== Segment start ==

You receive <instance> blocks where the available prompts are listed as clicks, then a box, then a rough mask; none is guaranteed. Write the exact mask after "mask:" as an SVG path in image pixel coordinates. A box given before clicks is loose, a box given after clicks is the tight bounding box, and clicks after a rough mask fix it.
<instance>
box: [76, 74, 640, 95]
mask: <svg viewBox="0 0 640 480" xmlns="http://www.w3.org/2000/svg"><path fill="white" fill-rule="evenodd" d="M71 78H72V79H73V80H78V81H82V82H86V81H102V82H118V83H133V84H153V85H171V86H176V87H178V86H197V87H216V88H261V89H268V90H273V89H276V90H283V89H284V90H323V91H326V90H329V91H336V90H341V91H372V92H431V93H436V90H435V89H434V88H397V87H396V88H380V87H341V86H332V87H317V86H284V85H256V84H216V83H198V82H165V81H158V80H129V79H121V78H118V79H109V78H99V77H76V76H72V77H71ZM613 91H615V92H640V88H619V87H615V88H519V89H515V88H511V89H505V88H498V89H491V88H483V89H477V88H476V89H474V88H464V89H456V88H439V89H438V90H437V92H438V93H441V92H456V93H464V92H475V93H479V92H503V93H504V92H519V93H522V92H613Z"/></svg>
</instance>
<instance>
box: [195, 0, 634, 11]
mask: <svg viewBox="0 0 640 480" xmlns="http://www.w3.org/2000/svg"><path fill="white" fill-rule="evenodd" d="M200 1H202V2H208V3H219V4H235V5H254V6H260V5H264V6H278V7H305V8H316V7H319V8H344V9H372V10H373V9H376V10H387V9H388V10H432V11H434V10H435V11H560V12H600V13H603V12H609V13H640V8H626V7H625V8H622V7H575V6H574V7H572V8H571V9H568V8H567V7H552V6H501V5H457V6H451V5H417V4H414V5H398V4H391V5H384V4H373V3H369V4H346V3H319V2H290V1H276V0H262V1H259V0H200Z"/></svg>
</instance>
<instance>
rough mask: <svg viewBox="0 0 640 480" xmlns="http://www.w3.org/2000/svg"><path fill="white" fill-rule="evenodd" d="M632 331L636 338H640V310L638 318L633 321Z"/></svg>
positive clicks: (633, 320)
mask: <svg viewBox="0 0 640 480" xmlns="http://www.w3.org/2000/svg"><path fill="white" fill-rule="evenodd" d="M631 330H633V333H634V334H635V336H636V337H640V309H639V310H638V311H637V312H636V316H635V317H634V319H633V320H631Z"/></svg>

== Segment end ==

• About this task
All entries above should be duplicated exactly, none omitted.

• Your solution
You receive <instance> blocks where the available prompts are listed as clicks, then a box, then a rough mask; none is guaranteed. Write the exact mask after "mask:" as an SVG path in image pixel coordinates. A box given before clicks is loose, a box given after clicks is the tight bounding box, and clicks after a rough mask fix it.
<instance>
box: [76, 74, 640, 95]
mask: <svg viewBox="0 0 640 480" xmlns="http://www.w3.org/2000/svg"><path fill="white" fill-rule="evenodd" d="M71 78H72V79H73V80H78V81H82V82H86V81H102V82H118V83H133V84H153V85H171V86H176V87H178V86H197V87H216V88H261V89H268V90H273V89H276V90H283V89H284V90H323V91H326V90H329V91H336V90H341V91H372V92H431V93H436V90H435V89H434V88H397V87H396V88H380V87H341V86H332V87H317V86H284V85H256V84H216V83H198V82H165V81H158V80H129V79H121V78H118V79H109V78H99V77H76V76H72V77H71ZM613 91H615V92H640V88H619V87H615V88H519V89H515V88H511V89H505V88H498V89H491V88H483V89H477V88H476V89H474V88H464V89H456V88H439V89H438V90H437V92H438V93H441V92H456V93H464V92H475V93H479V92H503V93H504V92H519V93H522V92H613Z"/></svg>
</instance>
<instance>
box: [195, 0, 634, 11]
mask: <svg viewBox="0 0 640 480" xmlns="http://www.w3.org/2000/svg"><path fill="white" fill-rule="evenodd" d="M200 1H202V2H208V3H219V4H235V5H254V6H260V5H264V6H278V7H305V8H316V7H319V8H344V9H372V10H373V9H376V10H387V9H388V10H432V11H434V10H435V11H560V12H600V13H603V12H609V13H640V8H626V7H625V8H622V7H575V6H574V7H572V8H571V9H568V8H567V7H552V6H501V5H457V6H451V5H417V4H414V5H398V4H391V5H384V4H373V3H369V4H346V3H319V2H290V1H276V0H262V1H259V0H200Z"/></svg>
</instance>
<instance>
rough mask: <svg viewBox="0 0 640 480" xmlns="http://www.w3.org/2000/svg"><path fill="white" fill-rule="evenodd" d="M632 331L636 338H640V310L638 318L633 321Z"/></svg>
positive clicks: (633, 320)
mask: <svg viewBox="0 0 640 480" xmlns="http://www.w3.org/2000/svg"><path fill="white" fill-rule="evenodd" d="M631 330H633V333H634V334H635V336H636V337H640V309H639V310H638V311H637V312H636V316H635V317H634V319H633V320H631Z"/></svg>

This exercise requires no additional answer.